— WHAT IS NEEDED —
Report each line of the records below that contains the word "terracotta", copying every such line in full.

------ SUPPLIED ENTRIES

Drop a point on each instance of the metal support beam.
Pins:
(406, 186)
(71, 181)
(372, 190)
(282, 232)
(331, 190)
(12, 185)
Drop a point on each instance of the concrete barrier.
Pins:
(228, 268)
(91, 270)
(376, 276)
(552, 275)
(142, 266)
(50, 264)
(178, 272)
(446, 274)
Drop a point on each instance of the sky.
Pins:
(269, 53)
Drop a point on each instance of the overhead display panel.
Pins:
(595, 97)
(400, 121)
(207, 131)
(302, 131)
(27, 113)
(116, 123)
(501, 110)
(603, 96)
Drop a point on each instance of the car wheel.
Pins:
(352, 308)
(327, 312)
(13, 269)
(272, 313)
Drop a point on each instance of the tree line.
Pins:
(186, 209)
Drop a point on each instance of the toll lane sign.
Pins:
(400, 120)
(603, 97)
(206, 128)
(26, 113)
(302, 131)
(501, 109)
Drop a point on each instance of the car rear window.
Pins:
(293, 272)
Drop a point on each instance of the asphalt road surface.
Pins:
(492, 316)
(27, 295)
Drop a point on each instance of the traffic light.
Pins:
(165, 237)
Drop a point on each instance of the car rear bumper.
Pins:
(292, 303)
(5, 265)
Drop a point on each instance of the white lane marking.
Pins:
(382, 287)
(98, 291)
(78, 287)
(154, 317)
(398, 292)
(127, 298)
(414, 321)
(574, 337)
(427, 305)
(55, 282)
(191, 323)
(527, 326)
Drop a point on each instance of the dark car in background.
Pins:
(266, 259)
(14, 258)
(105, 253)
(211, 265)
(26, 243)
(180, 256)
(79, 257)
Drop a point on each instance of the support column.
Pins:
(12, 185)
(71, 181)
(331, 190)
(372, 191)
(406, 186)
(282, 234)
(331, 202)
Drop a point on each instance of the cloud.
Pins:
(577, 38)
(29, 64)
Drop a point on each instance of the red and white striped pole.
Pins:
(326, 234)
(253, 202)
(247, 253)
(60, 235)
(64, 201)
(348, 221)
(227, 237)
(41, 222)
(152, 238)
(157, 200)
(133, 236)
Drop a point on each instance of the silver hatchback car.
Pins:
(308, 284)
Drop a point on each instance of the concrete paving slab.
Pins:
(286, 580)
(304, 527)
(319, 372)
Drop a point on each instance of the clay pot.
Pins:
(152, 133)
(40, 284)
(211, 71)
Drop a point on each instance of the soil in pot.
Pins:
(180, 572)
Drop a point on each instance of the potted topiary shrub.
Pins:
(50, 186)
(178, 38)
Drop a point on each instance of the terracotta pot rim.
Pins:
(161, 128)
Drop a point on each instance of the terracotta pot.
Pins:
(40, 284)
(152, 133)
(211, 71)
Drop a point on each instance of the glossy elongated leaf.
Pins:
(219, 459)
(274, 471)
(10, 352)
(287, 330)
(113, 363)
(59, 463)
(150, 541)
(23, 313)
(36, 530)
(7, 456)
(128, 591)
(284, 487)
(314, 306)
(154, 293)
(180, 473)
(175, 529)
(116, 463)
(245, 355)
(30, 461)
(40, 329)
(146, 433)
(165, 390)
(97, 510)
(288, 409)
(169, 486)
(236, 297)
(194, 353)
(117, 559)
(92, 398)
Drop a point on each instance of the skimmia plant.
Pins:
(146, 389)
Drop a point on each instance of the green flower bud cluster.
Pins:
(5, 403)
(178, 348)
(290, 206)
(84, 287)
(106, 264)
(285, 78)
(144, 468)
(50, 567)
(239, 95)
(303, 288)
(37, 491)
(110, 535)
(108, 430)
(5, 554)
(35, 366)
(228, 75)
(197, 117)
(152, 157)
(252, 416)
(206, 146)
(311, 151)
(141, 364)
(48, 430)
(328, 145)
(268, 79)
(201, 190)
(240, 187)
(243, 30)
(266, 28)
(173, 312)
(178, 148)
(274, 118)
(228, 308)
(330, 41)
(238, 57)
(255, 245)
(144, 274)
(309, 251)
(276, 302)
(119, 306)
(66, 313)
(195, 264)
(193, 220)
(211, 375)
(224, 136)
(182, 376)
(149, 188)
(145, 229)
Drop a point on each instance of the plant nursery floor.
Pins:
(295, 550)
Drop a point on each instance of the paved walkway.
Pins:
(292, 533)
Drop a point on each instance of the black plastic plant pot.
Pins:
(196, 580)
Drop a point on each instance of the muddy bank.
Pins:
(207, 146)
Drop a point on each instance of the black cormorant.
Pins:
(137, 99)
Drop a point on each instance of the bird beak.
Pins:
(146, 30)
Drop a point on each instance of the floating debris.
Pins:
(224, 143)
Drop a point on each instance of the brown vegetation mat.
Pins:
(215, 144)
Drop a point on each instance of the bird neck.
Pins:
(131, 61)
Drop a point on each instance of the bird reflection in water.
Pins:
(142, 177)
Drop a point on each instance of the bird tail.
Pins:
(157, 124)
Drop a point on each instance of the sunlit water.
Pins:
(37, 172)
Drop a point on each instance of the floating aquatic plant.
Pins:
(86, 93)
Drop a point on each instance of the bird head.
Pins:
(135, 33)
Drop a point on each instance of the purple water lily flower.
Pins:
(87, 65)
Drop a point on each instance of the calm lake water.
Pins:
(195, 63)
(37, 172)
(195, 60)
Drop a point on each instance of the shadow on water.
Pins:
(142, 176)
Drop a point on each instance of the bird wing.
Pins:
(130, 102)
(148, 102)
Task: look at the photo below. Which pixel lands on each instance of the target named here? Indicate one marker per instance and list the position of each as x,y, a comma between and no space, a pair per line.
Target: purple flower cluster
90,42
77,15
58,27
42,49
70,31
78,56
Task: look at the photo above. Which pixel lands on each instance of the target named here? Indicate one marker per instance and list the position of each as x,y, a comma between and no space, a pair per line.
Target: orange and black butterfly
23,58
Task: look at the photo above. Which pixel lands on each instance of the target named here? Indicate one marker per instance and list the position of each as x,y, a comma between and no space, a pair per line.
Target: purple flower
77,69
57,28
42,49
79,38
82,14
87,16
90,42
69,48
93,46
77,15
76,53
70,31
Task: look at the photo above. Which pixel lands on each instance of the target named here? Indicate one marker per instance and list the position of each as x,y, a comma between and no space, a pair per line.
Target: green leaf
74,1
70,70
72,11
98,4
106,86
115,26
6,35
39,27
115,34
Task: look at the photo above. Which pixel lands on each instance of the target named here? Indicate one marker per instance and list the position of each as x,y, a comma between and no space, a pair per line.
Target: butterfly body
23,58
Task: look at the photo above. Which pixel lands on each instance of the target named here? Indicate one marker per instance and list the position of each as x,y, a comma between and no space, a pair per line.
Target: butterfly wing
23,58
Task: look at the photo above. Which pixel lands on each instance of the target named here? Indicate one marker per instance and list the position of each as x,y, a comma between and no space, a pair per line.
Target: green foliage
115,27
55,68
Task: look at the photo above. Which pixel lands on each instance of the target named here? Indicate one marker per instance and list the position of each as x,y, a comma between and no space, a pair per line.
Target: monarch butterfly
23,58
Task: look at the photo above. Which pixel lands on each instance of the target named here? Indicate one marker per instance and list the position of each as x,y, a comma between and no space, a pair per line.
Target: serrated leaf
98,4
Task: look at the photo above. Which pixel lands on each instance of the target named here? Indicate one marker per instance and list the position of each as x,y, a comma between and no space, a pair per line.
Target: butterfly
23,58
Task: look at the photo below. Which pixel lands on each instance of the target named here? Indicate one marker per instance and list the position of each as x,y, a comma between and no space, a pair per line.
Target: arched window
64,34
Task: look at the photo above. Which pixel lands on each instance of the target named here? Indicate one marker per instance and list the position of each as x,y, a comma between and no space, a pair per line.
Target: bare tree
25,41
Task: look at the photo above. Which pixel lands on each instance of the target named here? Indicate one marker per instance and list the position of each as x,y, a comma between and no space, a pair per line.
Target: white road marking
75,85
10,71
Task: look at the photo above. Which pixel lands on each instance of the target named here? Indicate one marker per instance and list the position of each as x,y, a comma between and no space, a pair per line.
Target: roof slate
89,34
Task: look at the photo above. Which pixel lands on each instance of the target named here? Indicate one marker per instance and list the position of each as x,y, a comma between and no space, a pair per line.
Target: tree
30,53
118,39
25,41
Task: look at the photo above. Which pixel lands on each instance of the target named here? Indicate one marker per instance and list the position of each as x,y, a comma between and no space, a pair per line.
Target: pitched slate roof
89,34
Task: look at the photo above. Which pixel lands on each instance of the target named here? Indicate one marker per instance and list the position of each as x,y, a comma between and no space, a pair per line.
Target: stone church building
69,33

------------

— EXERCISE RESPONSE —
Drop a point on each instance of the terracotta pot rim.
Drop a point on each instance of the terracotta pot.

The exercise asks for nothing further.